Task to carry out: Copy out, word for word, the lines of the records starting with the line containing "of the desert" and going on through the line containing "pixel 50 183", both of those included.

** BEGIN Dataset extract **

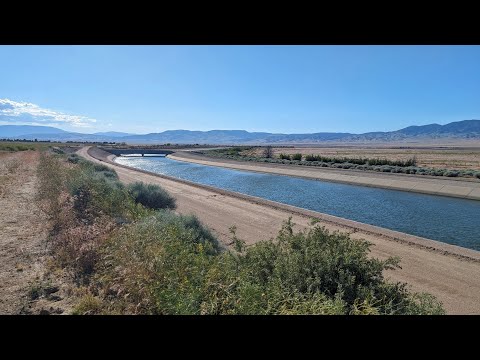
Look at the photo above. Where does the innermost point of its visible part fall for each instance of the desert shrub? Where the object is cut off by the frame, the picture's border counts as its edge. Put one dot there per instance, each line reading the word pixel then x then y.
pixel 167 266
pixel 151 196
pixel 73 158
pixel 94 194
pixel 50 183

** END Dataset extract **
** BEGIN Dataset extract **

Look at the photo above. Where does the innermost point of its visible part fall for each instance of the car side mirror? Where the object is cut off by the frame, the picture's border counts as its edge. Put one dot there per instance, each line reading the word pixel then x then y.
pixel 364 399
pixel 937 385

** END Dataset extract **
** BEGIN Dataset extract **

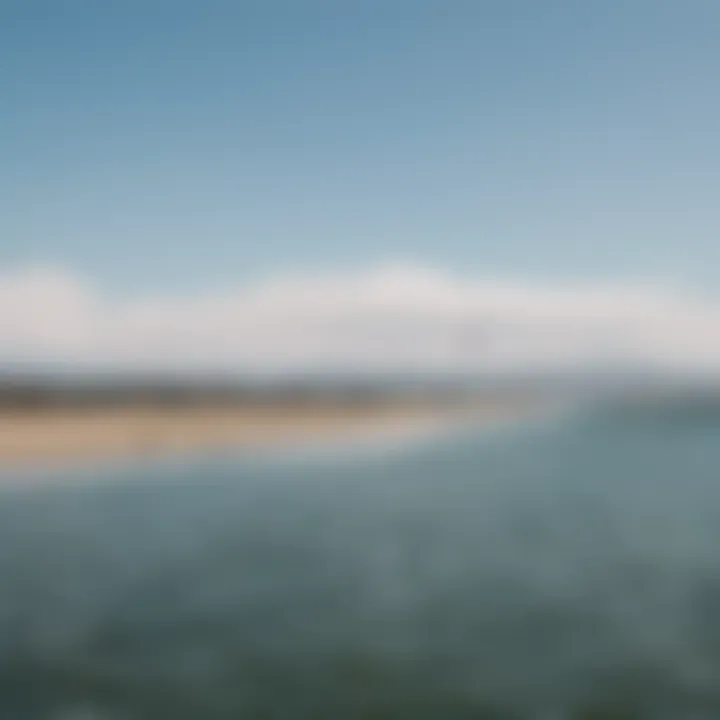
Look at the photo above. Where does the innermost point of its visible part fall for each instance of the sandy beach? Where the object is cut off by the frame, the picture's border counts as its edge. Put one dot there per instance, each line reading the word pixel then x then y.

** END Dataset extract **

Answer below:
Look at the photo above. Where does the innermost point of its visible part fall for each instance of the desert shrub? Where the object is cut off by the frame, the picture's border counts as its edge. Put one dot there per instance, each line reading the word pixel then x then y.
pixel 167 266
pixel 151 196
pixel 73 158
pixel 94 194
pixel 50 183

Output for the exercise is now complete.